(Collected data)
[START]
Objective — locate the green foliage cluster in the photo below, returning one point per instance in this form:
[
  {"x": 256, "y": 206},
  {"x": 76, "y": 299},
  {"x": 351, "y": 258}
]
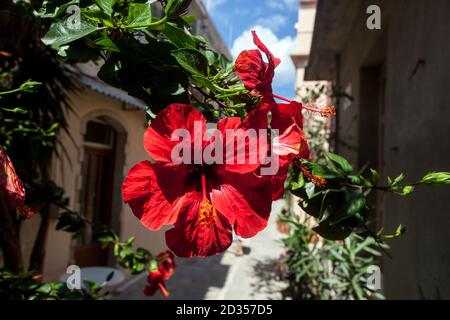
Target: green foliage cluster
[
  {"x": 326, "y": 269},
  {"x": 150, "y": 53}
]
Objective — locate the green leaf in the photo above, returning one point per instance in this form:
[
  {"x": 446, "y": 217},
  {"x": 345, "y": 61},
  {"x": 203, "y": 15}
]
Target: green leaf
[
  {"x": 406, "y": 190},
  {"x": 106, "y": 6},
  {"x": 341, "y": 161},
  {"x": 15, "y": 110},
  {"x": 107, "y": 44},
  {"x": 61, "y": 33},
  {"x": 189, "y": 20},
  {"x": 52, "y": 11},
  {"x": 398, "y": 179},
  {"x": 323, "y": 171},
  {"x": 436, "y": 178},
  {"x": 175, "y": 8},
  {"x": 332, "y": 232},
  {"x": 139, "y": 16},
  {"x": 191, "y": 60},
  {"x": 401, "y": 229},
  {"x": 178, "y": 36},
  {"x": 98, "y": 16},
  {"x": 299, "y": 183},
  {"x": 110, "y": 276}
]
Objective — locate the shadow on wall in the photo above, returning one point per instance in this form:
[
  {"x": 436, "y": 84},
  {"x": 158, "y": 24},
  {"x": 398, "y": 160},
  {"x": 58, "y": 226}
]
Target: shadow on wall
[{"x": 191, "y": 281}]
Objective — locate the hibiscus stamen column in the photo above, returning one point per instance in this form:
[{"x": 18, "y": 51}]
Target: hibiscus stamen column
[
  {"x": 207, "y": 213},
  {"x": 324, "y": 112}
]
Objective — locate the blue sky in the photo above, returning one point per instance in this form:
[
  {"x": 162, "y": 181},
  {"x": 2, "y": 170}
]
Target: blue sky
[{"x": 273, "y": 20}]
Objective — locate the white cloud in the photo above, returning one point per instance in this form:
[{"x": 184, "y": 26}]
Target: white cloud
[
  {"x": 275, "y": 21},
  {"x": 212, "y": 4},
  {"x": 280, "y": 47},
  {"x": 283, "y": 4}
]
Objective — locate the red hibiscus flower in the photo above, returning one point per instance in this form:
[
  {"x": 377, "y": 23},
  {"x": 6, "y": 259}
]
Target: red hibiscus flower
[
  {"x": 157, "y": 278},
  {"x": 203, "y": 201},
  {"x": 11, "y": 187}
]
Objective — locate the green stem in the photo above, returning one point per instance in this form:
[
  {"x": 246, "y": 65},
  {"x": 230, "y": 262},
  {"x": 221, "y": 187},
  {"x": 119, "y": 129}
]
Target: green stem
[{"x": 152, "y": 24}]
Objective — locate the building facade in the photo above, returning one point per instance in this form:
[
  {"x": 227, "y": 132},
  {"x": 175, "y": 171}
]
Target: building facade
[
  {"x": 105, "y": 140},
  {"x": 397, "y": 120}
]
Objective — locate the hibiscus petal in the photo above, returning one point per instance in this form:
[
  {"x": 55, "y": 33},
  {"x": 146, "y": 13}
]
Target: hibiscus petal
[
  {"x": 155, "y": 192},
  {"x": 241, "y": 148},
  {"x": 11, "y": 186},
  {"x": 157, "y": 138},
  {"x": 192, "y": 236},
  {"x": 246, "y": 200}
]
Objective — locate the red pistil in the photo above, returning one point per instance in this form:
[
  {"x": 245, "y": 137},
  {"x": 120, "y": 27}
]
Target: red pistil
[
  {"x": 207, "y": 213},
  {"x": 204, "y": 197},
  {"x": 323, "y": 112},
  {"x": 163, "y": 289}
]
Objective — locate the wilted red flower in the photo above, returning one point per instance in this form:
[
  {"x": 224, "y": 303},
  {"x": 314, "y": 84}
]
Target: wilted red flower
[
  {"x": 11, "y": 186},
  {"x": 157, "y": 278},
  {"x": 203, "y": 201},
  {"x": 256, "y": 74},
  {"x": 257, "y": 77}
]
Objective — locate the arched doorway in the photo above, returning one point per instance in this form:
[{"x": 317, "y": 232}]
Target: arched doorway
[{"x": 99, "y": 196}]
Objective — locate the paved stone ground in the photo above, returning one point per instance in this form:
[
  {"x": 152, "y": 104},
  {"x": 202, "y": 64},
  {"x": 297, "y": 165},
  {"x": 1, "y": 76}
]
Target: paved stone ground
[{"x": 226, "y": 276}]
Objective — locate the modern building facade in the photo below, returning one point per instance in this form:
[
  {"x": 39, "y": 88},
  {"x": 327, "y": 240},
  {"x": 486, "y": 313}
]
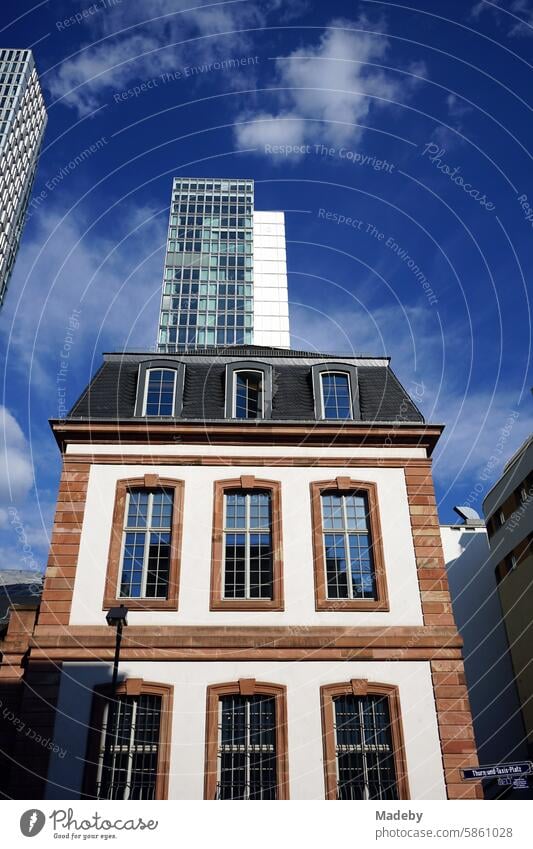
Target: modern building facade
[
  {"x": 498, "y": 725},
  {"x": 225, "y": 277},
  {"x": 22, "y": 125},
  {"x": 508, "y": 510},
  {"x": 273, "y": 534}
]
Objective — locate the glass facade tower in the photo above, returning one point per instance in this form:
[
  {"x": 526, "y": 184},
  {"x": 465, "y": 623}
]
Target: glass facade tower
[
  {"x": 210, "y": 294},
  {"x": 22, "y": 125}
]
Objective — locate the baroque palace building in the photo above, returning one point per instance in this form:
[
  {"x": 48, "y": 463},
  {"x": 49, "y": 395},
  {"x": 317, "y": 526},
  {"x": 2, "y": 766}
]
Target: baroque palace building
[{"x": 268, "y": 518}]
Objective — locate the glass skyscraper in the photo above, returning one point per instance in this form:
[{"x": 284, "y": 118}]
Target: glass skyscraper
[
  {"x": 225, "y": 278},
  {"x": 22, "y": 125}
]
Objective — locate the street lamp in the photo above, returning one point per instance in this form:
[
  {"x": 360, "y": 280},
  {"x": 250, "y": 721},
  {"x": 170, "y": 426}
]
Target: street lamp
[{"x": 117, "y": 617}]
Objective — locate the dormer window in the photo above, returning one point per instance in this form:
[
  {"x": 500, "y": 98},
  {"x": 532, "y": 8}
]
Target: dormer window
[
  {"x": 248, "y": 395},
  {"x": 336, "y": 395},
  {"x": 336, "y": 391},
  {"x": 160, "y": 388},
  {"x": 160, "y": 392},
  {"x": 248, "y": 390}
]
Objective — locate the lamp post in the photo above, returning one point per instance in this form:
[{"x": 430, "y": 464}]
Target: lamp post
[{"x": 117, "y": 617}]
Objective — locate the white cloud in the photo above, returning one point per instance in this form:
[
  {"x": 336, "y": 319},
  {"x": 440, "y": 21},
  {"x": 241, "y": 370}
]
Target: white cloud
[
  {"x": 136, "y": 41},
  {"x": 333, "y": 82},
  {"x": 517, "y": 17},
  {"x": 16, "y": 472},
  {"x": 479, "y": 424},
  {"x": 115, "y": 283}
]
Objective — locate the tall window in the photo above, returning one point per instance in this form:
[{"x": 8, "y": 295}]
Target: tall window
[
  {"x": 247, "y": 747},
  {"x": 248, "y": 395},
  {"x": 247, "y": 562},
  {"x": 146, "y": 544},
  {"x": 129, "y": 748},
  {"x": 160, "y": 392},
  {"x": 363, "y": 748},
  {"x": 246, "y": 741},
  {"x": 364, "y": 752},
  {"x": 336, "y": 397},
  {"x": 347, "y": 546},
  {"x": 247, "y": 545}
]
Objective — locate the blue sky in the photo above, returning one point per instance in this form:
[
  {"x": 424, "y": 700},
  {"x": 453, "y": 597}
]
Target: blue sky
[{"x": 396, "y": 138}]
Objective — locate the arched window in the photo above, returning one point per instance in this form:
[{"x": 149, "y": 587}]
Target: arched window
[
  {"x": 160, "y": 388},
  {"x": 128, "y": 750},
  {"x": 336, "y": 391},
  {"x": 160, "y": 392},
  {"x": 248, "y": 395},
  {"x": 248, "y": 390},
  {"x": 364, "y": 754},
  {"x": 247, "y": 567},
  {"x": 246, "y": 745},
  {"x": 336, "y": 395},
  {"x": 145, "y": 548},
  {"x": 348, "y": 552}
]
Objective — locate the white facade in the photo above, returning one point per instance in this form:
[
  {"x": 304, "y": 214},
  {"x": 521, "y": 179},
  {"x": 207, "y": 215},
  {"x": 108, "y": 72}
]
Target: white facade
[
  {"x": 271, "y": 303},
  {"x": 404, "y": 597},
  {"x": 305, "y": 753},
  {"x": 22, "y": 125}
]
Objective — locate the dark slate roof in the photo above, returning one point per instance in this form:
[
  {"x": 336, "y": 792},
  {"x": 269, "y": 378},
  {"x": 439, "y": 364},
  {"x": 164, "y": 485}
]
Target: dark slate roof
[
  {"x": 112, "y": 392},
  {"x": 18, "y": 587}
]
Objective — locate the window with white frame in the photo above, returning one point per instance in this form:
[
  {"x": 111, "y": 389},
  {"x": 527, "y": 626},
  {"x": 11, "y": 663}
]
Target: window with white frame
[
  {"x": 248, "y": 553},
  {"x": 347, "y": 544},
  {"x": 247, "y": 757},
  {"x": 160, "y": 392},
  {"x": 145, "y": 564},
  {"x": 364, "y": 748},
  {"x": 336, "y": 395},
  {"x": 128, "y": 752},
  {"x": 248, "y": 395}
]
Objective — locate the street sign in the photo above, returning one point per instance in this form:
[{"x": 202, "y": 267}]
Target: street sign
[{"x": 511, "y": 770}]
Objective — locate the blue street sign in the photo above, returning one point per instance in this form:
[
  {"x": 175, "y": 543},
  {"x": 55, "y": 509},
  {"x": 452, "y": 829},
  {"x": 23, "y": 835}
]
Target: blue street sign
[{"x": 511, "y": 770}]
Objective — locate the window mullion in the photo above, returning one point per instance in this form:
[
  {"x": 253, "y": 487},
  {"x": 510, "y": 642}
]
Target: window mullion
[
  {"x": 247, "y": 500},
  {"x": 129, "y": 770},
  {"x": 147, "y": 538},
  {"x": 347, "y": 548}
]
[END]
[START]
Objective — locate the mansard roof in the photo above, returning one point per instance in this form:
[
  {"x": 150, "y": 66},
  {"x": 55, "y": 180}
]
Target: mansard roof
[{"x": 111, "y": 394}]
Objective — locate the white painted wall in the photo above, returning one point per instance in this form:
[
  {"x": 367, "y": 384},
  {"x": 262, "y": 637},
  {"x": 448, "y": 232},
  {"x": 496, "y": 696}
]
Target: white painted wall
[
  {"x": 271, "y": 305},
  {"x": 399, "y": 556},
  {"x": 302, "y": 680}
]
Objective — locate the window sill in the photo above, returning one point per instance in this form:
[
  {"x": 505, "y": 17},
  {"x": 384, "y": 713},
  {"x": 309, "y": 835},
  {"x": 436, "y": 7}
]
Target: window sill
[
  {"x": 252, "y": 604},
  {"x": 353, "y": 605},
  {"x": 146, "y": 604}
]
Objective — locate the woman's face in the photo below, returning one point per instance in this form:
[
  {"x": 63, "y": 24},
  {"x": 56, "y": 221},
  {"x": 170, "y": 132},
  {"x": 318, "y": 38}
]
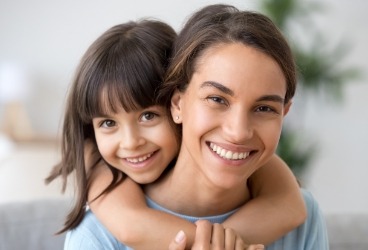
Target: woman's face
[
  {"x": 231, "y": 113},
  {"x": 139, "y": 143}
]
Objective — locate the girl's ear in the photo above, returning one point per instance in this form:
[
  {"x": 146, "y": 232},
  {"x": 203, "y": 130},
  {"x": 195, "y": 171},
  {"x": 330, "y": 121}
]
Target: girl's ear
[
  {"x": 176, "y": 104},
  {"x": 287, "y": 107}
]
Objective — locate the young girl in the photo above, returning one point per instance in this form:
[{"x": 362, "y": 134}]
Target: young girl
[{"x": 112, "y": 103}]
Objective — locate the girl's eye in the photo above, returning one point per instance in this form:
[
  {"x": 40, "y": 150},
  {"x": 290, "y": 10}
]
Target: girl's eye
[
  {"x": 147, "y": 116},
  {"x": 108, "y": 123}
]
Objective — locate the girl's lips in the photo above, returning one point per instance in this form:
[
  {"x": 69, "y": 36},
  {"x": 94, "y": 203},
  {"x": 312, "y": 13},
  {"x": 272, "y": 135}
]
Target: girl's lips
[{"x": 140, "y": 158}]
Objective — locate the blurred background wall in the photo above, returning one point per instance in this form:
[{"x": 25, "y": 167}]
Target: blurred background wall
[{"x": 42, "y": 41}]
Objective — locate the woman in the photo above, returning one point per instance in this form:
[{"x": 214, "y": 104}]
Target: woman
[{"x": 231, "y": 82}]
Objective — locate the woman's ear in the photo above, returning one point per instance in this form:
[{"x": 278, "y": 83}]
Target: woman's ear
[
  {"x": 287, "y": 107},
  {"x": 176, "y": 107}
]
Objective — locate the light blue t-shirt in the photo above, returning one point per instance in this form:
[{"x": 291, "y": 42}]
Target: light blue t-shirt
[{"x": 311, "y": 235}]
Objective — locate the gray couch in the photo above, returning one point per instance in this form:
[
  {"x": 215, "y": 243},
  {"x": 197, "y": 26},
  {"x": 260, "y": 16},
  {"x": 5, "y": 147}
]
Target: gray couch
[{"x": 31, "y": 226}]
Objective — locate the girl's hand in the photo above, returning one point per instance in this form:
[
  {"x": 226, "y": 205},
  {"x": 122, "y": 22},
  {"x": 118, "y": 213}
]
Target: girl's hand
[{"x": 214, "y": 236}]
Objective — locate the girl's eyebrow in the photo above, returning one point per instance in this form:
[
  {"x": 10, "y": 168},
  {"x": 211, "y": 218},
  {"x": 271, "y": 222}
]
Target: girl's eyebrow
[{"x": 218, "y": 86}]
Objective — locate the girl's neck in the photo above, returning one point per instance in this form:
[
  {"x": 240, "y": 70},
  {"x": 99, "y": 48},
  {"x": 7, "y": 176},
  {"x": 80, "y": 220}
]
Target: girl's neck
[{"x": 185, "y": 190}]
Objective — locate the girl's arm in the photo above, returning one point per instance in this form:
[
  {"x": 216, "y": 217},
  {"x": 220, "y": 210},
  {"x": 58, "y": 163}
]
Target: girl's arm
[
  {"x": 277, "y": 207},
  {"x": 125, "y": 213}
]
[END]
[START]
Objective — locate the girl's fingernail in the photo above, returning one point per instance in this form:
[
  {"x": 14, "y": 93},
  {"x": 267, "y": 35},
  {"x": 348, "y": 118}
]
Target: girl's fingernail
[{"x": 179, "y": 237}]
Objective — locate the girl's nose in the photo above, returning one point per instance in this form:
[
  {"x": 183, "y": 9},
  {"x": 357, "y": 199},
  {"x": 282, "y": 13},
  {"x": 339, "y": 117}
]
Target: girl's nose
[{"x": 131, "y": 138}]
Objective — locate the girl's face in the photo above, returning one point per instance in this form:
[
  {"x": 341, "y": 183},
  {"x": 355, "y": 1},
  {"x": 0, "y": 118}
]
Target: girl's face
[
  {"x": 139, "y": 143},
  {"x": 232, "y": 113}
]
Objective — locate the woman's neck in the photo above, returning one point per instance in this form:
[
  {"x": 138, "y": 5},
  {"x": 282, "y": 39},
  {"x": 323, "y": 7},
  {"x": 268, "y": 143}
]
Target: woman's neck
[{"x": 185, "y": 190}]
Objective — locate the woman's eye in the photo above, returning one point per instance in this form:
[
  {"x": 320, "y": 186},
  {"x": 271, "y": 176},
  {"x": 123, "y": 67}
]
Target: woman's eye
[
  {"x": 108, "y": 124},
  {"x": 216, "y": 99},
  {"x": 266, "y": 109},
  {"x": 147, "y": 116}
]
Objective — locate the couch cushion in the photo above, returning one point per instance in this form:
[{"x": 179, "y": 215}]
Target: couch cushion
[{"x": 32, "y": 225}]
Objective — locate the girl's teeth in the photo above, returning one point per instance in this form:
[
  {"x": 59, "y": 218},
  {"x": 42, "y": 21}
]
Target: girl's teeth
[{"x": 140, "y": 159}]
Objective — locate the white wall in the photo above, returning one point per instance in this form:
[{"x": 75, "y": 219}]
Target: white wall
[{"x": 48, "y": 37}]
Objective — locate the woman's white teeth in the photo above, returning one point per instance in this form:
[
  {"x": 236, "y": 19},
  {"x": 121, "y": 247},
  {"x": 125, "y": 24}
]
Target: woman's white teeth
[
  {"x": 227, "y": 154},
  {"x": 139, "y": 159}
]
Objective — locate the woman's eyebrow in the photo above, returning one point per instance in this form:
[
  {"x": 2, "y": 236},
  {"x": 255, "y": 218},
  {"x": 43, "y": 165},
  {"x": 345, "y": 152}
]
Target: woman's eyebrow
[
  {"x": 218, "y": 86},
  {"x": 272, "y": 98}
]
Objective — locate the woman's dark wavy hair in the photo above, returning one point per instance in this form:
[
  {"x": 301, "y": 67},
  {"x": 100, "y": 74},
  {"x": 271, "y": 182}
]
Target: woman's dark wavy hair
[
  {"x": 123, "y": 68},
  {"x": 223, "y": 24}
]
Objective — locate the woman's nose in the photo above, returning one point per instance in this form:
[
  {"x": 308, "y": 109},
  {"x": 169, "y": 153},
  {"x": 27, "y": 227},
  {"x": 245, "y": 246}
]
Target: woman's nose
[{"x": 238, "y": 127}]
[END]
Identify every line in the records above that contains the word "wavy", and copy each one.

Objective — locate the woman's dark wavy hair in the photo above, returning one point per instance in this form:
Target: woman's dark wavy hair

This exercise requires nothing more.